▶ [Problem]: Copy out, unchanged, the lines between the one holding "Rules: pick out every instance of the lamp" and the one holding "point(318, 267)", inclusive.
---
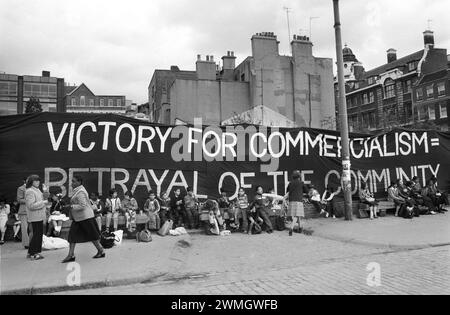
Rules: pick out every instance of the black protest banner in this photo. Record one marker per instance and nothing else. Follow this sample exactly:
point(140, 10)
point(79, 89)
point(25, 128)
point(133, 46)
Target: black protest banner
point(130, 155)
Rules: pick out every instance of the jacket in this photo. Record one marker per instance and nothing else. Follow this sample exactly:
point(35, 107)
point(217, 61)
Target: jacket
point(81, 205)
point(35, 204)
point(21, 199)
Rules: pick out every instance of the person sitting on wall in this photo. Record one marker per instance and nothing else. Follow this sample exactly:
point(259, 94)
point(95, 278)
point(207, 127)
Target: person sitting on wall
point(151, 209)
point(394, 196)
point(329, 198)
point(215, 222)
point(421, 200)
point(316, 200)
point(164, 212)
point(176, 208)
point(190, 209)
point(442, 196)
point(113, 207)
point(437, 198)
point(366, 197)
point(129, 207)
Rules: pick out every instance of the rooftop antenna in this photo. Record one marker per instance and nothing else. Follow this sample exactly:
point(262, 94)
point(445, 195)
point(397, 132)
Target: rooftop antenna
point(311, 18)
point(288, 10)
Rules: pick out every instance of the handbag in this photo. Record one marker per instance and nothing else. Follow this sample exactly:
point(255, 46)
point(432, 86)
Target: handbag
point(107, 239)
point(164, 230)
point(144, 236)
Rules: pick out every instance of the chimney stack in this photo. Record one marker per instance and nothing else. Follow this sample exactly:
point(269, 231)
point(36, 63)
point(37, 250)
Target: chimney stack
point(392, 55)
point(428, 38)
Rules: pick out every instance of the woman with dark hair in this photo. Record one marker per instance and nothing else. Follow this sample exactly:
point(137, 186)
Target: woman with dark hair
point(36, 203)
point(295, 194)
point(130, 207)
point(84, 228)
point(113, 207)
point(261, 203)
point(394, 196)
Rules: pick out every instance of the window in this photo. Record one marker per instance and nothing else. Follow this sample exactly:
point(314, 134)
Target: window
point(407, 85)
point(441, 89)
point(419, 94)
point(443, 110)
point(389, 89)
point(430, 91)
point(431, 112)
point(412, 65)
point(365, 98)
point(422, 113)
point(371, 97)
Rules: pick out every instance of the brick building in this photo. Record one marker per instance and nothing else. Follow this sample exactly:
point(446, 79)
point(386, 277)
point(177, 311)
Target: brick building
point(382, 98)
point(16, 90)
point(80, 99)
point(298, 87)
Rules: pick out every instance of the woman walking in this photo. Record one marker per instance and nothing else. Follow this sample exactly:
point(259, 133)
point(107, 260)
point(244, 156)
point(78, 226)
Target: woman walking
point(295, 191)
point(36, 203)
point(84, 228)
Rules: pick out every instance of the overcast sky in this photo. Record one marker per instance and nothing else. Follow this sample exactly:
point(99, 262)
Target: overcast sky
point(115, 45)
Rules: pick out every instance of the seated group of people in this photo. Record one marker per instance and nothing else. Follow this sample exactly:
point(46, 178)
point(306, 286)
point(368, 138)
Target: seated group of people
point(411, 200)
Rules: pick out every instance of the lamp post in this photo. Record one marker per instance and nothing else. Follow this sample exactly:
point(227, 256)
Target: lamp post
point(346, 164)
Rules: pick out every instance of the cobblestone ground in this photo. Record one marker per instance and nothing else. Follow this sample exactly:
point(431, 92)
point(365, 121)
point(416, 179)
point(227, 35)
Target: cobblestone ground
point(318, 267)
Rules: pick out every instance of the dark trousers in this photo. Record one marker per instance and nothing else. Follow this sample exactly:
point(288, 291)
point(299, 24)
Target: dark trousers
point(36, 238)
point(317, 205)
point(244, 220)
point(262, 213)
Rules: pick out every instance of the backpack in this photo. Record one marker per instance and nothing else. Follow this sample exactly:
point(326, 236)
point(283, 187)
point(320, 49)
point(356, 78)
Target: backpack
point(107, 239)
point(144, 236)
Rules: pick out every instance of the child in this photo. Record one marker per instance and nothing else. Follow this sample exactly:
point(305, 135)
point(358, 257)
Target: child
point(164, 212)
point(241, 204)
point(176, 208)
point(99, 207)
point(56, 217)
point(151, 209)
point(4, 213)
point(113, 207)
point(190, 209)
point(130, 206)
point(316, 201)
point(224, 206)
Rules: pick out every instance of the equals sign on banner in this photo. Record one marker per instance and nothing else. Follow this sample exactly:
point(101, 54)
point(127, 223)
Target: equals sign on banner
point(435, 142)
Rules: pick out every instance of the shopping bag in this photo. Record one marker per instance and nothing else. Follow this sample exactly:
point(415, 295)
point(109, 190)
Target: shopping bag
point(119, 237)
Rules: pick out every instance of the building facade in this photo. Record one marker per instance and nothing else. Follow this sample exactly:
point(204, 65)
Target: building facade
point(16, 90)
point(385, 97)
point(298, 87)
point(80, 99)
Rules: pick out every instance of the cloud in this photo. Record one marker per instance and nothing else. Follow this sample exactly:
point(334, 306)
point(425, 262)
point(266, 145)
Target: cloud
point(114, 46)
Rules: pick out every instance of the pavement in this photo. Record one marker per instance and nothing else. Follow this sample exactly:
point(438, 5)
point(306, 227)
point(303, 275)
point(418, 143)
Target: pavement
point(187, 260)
---
▶ [Answer to this exercise]:
Rules: pick out every instance of the lamp post in this photo. Record one marker per instance and nothing else. Follow this sample exactly:
point(227, 256)
Target: lamp post
point(346, 164)
Rules: pick out every instance of the cobblestone ground in this photo. Record one marker per instance and nothing else. Follow this sample exactly:
point(431, 92)
point(365, 121)
point(416, 179)
point(227, 35)
Target: cobblestone ground
point(318, 267)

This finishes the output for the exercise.